● **Passage given**:
Maderas, Cienc. tecnol. vol.18 no.1 Concepción ene. 2016 


Plasticity increase of beech veneer by steaming and gaseous ammonia treatment

Václav Šprdlík1,♠, Martin Brabec2, Stefan Mihailović1, Peter Rademacher2

1Department of Furniture, Design and Habitation, Mendel University in Brno, Brno, Czech Republic.
2Department of Wood Science, Mendel University in Brno, Brno, Czech Republic.

Corresponding author


Ammonia treatment was used in order to change the colour of wood and also to plasticize the wood before bending or compressing. The mechanism and the process of gaseous ammonia treatment impact on wood are not very well known. The goal of this study was to quantify the effect of gaseous ammonia on mechanical properties, i.e., modulus of elasticity (MOE), modulus of rupture (MOR) and deflection at maximal loading force (yFmax). When wood was treated by water and ammonia vapour together, significant changes in plasticity of wood were observed. The samples which were firstly exposed to water vapour and then to ammonia vapour exhibit the lowest values of MOE and MOR and an enhanced flexibility of the material. The results show that ammonia treatment increases wood plasticity. This process can be used for manufacturing of bent furniture.

Keywords: Fagus sylvatica, mechanical properties, modulus of elasticity, modulus of rupture, plasticization.

● **Extracted data**:
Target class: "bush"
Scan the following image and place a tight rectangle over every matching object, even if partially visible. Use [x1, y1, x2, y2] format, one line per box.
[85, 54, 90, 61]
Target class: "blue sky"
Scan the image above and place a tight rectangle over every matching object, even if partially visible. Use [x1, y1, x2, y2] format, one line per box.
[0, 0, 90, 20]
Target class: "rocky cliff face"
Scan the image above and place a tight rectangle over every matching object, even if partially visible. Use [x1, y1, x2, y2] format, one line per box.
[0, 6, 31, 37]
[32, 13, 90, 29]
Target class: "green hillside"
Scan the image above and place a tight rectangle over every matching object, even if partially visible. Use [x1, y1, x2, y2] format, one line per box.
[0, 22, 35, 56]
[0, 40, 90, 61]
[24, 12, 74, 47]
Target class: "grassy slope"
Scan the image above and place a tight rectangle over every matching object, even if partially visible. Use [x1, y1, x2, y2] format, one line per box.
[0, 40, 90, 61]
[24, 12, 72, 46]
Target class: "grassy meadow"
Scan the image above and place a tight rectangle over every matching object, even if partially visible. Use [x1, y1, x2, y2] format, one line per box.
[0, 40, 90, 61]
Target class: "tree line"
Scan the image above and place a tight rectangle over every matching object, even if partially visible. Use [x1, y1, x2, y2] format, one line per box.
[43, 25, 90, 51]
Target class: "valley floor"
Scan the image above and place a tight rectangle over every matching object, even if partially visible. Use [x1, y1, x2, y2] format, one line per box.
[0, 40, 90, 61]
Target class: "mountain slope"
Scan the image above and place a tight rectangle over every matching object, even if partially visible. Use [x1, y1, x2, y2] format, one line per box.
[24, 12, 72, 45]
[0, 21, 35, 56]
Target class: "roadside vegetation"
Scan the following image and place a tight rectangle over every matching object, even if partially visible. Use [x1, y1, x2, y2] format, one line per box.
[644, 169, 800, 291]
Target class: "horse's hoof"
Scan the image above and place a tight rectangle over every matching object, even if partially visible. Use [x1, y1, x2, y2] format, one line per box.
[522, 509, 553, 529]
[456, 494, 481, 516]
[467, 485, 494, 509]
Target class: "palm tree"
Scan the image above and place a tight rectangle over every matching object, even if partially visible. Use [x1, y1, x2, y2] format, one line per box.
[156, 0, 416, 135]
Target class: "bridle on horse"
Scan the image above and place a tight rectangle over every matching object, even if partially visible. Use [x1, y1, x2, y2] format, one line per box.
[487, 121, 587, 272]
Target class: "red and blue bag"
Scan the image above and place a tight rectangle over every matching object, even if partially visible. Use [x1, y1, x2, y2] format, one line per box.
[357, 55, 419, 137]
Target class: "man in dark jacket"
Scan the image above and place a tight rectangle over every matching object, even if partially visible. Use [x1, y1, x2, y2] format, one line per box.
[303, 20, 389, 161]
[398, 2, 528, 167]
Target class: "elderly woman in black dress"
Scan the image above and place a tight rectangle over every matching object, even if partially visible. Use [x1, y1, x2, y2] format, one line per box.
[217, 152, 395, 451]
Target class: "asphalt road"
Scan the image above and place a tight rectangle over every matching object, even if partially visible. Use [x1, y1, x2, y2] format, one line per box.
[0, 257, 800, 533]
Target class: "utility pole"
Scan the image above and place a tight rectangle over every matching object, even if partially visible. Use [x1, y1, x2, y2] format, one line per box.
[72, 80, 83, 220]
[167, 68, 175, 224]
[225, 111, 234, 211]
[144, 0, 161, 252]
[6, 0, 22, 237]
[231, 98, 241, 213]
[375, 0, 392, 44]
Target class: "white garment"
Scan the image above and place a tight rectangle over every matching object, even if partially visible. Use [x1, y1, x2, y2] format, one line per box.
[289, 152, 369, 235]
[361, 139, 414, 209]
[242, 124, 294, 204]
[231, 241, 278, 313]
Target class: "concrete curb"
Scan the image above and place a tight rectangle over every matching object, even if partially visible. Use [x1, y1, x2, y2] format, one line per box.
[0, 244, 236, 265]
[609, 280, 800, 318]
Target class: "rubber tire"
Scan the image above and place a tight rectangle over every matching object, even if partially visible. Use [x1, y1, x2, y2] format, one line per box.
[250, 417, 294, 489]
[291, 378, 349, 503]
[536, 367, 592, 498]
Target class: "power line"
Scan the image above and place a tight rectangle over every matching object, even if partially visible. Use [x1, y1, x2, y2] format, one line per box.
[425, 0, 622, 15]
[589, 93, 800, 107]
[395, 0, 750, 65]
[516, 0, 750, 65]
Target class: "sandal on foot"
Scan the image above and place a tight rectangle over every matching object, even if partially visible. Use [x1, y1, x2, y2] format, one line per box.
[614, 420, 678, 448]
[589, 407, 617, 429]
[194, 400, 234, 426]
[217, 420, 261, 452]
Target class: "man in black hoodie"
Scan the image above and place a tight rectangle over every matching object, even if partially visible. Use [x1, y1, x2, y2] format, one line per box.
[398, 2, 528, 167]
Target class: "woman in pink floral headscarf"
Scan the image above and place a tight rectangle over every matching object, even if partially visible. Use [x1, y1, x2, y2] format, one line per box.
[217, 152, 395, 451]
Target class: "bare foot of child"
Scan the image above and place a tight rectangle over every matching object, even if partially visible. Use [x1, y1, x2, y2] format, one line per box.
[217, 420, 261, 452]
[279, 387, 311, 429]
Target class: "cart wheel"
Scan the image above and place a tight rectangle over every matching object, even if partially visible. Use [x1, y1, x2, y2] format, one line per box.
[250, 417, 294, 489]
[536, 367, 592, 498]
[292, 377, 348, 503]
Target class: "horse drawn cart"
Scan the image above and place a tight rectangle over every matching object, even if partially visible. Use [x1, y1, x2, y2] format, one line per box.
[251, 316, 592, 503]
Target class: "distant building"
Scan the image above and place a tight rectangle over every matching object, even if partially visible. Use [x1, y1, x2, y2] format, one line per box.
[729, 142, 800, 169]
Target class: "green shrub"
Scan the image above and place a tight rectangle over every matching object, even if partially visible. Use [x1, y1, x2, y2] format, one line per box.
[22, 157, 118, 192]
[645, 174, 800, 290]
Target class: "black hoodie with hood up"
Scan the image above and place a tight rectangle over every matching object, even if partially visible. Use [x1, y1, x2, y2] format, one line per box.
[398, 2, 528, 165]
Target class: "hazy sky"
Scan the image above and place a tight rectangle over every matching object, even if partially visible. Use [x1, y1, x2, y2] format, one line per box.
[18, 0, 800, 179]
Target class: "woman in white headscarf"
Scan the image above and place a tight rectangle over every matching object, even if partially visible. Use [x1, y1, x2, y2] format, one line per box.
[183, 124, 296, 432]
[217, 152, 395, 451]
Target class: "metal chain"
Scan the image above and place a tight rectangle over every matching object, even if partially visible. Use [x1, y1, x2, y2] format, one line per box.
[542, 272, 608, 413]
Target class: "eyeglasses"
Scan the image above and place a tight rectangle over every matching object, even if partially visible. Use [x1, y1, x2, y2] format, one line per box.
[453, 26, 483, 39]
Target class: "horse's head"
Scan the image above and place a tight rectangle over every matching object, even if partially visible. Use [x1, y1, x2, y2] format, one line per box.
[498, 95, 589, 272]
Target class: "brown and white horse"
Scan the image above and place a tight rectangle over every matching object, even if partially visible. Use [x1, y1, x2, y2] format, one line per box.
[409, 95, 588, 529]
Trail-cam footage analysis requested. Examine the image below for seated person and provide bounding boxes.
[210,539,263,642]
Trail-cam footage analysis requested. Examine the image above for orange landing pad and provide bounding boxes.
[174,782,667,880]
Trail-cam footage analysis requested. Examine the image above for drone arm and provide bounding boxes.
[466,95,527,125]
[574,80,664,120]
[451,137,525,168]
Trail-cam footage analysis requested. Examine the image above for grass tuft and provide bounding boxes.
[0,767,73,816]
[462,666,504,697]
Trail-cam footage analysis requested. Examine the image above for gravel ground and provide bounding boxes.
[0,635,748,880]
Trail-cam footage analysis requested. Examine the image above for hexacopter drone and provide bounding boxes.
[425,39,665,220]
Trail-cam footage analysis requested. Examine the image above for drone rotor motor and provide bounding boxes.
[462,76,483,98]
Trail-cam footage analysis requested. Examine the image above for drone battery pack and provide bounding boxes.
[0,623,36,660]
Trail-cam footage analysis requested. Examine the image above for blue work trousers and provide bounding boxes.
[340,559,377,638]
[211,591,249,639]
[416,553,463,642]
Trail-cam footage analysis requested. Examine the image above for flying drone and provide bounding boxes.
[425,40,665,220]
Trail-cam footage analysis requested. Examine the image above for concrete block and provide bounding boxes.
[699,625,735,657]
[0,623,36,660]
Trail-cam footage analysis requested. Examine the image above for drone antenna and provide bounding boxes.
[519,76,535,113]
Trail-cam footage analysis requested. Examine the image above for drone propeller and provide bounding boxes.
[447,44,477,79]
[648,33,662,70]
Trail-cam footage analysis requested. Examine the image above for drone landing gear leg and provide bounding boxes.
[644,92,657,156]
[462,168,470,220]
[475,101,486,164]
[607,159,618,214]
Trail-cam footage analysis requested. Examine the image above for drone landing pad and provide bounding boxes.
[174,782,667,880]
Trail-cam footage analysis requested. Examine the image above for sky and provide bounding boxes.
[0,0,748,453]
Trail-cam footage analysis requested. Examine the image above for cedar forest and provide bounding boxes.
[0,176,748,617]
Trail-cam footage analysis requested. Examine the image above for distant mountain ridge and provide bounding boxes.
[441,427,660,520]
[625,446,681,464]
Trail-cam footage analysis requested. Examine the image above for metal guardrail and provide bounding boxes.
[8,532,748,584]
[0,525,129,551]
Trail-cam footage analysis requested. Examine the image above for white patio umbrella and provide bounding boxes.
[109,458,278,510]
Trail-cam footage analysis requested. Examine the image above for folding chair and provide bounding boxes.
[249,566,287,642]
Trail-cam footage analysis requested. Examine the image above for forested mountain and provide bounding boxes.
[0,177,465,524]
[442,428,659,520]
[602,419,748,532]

● **Task instructions**:
- a) Write out everything in the beech veneer passage from "1Department of Furniture, Design" down to "Science, Mendel University in Brno, Brno, Czech Republic.", keeping the wording unchanged.
- b) Resume the beech veneer passage after its last line and keep writing from there.
None of the items are needed for what comes next.

● **Results**:
- a)
1Department of Furniture, Design and Habitation, Mendel University in Brno, Brno, Czech Republic.
2Department of Wood Science, Mendel University in Brno, Brno, Czech Republic.

- b)
Wood is a natural composite composed of cellulose (35–55%), hemicelluloses (20–35%), lignin (20–35%), and other compounds (3–10%). Hemicelluloses and lignin as polymer matrices encapsulate cellulose fibres which have a similar function as steel beams reinforcing the concrete matrix. Cellulose represents the crystalline part of wood and mainly gives strength to the wood structure. Lignin and hemicelluloses are amorphous parts that are responsible for wood stiffness. When wood is plasticized by water vapour, ammonia vapour or by boiling in water, the structure of cellulose and lignin changes and the wood becomes more ductile. Ammonia vapour modification under high pressure and high temperature is used during the Lignamon process (Stojčev 1979).

Modification by ammonia has been known since the beginning of the 20th century. The most frequently used techniques are boiling in aqueous ammonia solution or pure ammonia (waterless) and also treatment by gaseous ammonia. A British patent on plasticization effect of ammonia was issued in 1922 (Sparkes 1922).

Techniques of modification by ammonia are well known; interest in this treatment has recently reappeared (Weigl et al. 2009a, 2009b, 2012; Weigl and Muller 2009; Čermák and Dejmal 2013). The main purpose of this modification is to produce modified wood which imitates the appearance of exclusive dark coloured wood species. This material is often used for furniture and flooring systems. The most often modified wood is European beech (Fagus sylvatica) (Weigl et al. 2012). The ammonia treatment can be combined with mechanical modification as in the manufacturing process of densified wood, commercial named "Lignamon". Lignamon is a manufacturing process which is often used for less strong and durable wood species. After modification, the treated wood can substitute exotic and/or rare wood species. The production process combines vacuum-pressure impregnation of wood with treatment by ammonia vapour in temperatures of 150–180°C, plasticisation and densification mainly perpendicular to grain in a press. The process continues with drying and acclimatization (Stojčev 1973).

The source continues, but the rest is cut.